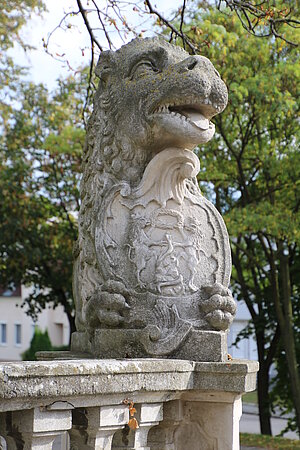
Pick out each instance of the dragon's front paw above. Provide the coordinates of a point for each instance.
(219, 308)
(106, 307)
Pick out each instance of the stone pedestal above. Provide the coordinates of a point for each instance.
(179, 404)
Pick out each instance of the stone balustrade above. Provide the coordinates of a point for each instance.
(179, 404)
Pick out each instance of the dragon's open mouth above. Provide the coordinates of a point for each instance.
(190, 113)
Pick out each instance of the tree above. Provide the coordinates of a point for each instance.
(13, 15)
(40, 156)
(254, 166)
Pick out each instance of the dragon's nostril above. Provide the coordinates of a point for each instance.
(192, 64)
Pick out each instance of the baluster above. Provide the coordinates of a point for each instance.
(94, 428)
(37, 428)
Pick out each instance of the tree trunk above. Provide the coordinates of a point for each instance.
(71, 319)
(287, 331)
(263, 385)
(264, 400)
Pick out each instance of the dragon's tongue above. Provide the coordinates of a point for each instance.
(197, 118)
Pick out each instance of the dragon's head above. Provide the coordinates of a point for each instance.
(162, 96)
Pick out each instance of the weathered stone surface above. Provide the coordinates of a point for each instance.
(153, 255)
(41, 383)
(177, 404)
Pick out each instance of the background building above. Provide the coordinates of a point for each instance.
(17, 328)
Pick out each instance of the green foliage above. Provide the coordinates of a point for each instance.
(251, 170)
(261, 441)
(39, 342)
(40, 157)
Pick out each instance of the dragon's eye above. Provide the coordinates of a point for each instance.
(142, 68)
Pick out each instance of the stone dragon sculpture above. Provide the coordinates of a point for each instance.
(152, 258)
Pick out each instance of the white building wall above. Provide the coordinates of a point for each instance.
(11, 313)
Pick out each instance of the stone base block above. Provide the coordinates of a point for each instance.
(206, 346)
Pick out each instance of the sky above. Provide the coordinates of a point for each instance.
(73, 42)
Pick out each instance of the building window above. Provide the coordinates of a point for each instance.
(3, 333)
(18, 337)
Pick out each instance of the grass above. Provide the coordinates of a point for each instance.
(250, 397)
(270, 442)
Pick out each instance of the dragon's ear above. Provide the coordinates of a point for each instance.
(105, 66)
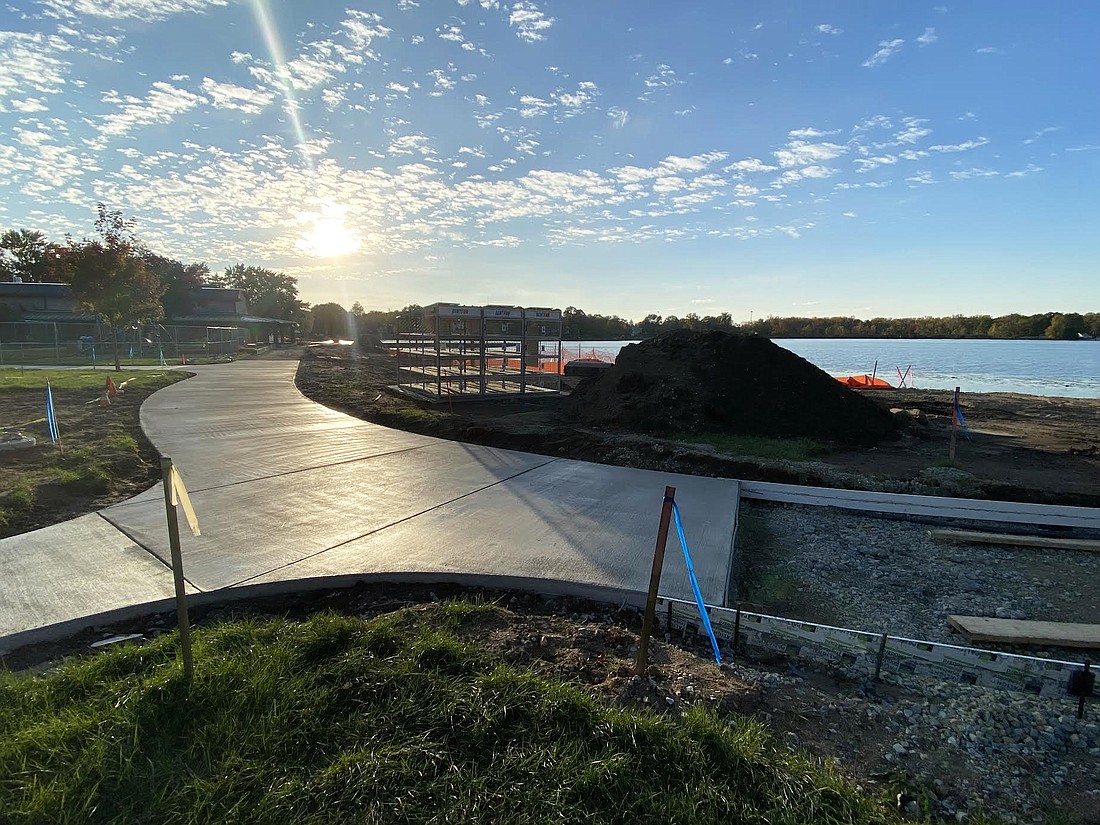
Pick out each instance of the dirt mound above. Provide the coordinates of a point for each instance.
(718, 382)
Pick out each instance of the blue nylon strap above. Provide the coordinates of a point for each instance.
(51, 419)
(966, 428)
(694, 583)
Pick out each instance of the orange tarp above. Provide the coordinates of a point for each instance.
(864, 382)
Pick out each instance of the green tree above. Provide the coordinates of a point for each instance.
(270, 294)
(28, 254)
(108, 276)
(331, 320)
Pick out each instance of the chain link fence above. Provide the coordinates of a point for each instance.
(39, 343)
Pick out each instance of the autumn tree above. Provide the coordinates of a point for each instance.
(26, 254)
(331, 320)
(179, 279)
(270, 294)
(108, 276)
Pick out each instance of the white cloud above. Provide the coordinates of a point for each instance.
(31, 63)
(162, 105)
(749, 164)
(229, 96)
(145, 10)
(529, 21)
(1030, 169)
(888, 48)
(866, 164)
(799, 153)
(971, 173)
(965, 146)
(1041, 132)
(532, 107)
(810, 133)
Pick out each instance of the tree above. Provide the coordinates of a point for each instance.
(29, 255)
(108, 276)
(331, 320)
(270, 294)
(180, 281)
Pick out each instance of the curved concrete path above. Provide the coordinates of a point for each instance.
(286, 488)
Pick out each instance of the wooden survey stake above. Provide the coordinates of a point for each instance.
(172, 483)
(655, 580)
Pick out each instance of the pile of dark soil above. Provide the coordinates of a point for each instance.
(685, 382)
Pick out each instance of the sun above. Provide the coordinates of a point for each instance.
(327, 234)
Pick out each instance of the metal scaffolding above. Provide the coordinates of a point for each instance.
(452, 351)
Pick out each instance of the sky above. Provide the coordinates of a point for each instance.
(805, 158)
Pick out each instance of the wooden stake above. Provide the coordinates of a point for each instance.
(177, 568)
(655, 580)
(878, 661)
(955, 425)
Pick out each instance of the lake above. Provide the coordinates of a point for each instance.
(1069, 369)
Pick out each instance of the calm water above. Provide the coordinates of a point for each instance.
(1037, 367)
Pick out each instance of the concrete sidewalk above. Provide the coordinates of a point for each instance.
(286, 488)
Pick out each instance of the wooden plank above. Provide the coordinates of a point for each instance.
(972, 537)
(1015, 631)
(974, 509)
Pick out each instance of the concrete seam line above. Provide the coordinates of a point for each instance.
(288, 472)
(149, 550)
(386, 527)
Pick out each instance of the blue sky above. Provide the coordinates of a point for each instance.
(774, 157)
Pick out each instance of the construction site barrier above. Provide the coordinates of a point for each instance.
(861, 653)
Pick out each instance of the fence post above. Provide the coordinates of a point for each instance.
(177, 567)
(655, 580)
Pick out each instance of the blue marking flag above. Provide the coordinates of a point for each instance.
(51, 418)
(961, 420)
(694, 584)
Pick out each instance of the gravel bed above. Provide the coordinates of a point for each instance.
(1009, 754)
(887, 575)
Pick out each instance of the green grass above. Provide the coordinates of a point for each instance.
(12, 381)
(789, 449)
(339, 719)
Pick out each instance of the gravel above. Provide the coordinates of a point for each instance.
(1009, 754)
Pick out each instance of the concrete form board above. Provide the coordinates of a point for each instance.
(68, 570)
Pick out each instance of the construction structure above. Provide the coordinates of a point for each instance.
(452, 351)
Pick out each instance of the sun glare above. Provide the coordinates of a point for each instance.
(327, 235)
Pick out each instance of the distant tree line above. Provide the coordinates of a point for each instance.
(581, 326)
(117, 277)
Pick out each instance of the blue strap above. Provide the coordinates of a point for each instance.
(51, 419)
(961, 420)
(694, 583)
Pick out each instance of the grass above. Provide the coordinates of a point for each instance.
(341, 719)
(15, 381)
(788, 449)
(103, 459)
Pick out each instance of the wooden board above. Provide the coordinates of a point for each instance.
(972, 537)
(1015, 631)
(971, 509)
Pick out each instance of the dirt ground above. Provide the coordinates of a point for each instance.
(1024, 448)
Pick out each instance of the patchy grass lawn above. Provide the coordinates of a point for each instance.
(105, 457)
(789, 449)
(402, 718)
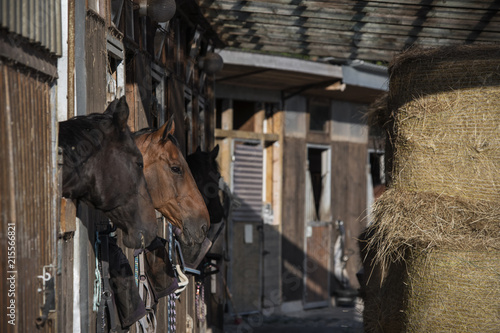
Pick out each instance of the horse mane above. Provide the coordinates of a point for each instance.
(200, 160)
(76, 137)
(149, 130)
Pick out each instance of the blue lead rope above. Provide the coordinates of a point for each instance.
(98, 277)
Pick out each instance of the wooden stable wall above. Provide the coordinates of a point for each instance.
(349, 195)
(28, 186)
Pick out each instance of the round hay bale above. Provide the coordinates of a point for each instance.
(445, 129)
(424, 220)
(453, 291)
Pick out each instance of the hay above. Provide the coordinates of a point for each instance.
(424, 220)
(434, 248)
(453, 291)
(445, 126)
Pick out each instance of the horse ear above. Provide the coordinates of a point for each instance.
(168, 128)
(111, 107)
(215, 152)
(120, 113)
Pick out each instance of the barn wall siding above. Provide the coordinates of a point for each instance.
(27, 186)
(293, 218)
(349, 197)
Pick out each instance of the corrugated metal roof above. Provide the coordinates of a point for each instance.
(366, 30)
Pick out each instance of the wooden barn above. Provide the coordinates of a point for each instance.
(73, 58)
(287, 111)
(295, 147)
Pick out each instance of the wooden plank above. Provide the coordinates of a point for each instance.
(293, 216)
(336, 9)
(321, 51)
(392, 43)
(219, 133)
(226, 24)
(370, 38)
(421, 16)
(357, 4)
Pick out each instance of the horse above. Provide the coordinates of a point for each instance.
(205, 170)
(173, 188)
(103, 167)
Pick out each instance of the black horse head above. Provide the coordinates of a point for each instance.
(206, 173)
(103, 168)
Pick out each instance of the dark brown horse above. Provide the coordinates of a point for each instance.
(205, 170)
(103, 168)
(173, 188)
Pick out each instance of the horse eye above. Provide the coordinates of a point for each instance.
(176, 170)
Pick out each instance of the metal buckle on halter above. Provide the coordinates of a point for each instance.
(183, 265)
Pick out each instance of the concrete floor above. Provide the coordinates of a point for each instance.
(323, 320)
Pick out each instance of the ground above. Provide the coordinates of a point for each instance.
(332, 319)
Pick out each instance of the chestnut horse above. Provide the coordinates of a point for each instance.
(103, 167)
(173, 188)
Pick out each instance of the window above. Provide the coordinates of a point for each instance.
(319, 114)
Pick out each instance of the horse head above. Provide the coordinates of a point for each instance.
(173, 188)
(205, 170)
(104, 168)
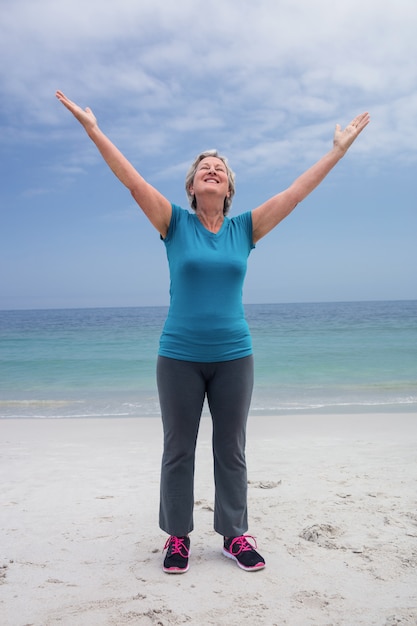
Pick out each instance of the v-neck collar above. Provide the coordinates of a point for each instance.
(207, 231)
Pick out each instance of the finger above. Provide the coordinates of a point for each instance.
(360, 121)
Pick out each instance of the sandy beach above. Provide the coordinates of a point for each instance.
(332, 503)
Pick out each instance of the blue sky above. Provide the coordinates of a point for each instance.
(263, 82)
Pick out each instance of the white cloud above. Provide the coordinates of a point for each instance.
(187, 71)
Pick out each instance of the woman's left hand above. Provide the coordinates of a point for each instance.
(343, 139)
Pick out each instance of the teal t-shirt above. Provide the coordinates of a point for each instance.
(206, 321)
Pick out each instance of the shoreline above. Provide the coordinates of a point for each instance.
(332, 503)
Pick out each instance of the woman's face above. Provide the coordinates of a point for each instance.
(211, 177)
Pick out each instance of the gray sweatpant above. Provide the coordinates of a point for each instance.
(182, 387)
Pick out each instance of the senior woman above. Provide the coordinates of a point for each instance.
(205, 347)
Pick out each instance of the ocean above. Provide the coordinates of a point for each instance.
(313, 357)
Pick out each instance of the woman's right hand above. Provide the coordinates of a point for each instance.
(85, 116)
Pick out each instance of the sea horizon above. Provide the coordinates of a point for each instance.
(339, 357)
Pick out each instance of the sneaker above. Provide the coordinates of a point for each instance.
(178, 551)
(240, 550)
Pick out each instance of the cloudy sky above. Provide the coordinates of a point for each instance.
(263, 82)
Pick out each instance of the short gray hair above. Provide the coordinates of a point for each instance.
(191, 173)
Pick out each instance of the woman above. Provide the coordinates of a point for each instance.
(205, 348)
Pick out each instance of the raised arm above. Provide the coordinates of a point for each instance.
(270, 213)
(155, 206)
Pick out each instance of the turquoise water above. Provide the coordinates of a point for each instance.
(335, 357)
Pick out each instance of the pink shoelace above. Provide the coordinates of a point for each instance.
(178, 546)
(243, 544)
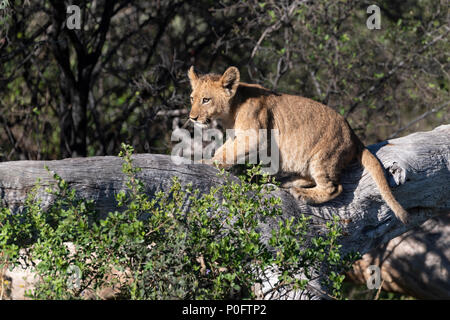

|---|

In the answer, the lines from the one containing "Pick out each instance of the pink" to the end of the records above must be written out exactly, both ends included; the pictures must not appear.

Expected answer »
Pick out each instance of the pink shoelace above. Provide the coordinates of a point for each instance.
(178, 546)
(243, 544)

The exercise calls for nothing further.